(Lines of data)

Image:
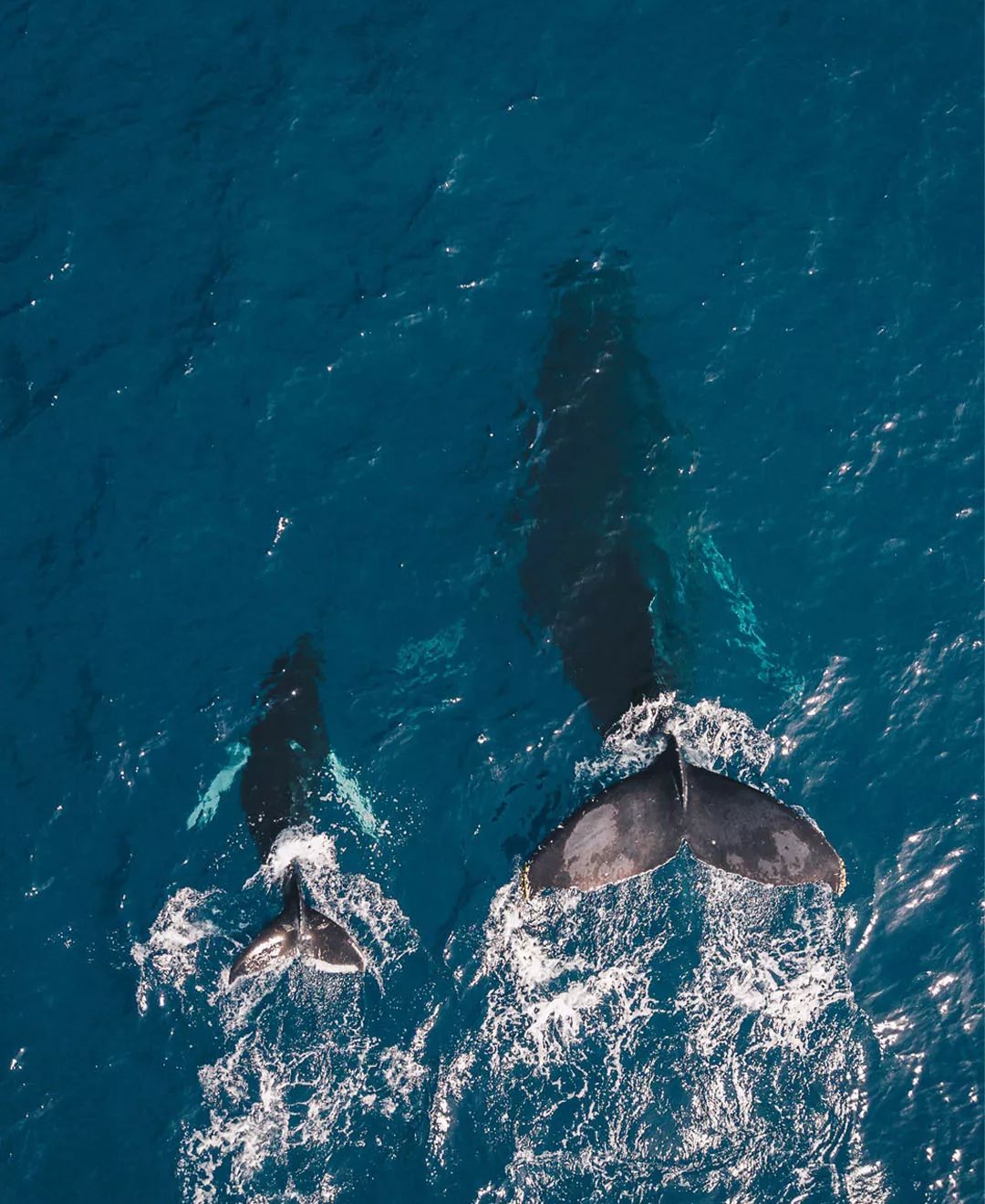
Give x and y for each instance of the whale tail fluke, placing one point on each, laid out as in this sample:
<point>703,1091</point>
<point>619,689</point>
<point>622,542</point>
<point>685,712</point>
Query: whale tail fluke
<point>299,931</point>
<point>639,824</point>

---

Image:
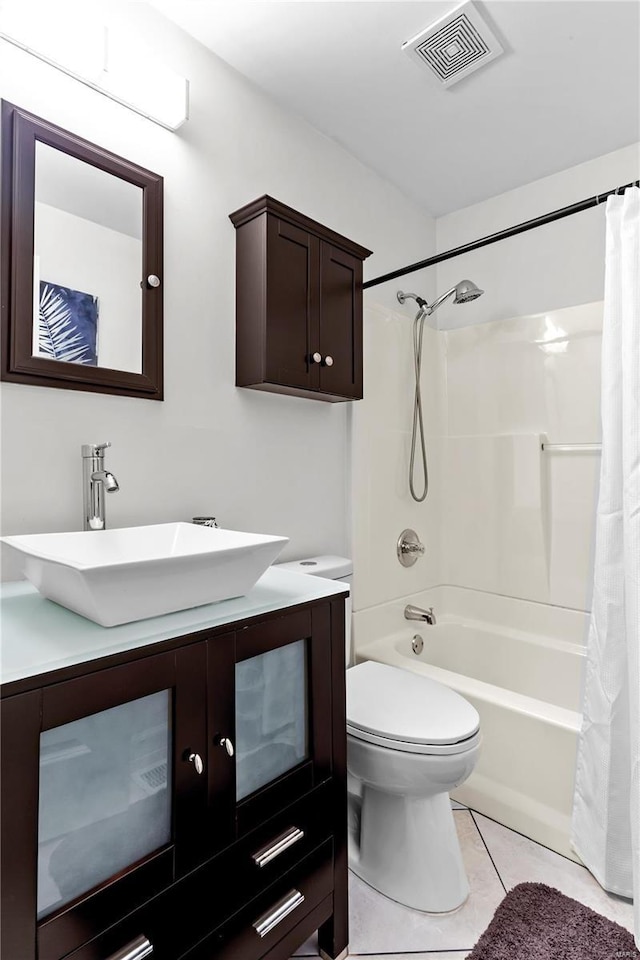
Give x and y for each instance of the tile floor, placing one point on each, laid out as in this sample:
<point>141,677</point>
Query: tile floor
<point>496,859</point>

WHAT IS EXPECTED: Show each line of the data above that contains the string "whale". Case counts, so match uppercase and lowercase letters exactly.

FULL ANSWER:
Give x and y for each instance of the whale tail fluke, placing one point on each, laid out as in this sample:
Query: whale tail fluke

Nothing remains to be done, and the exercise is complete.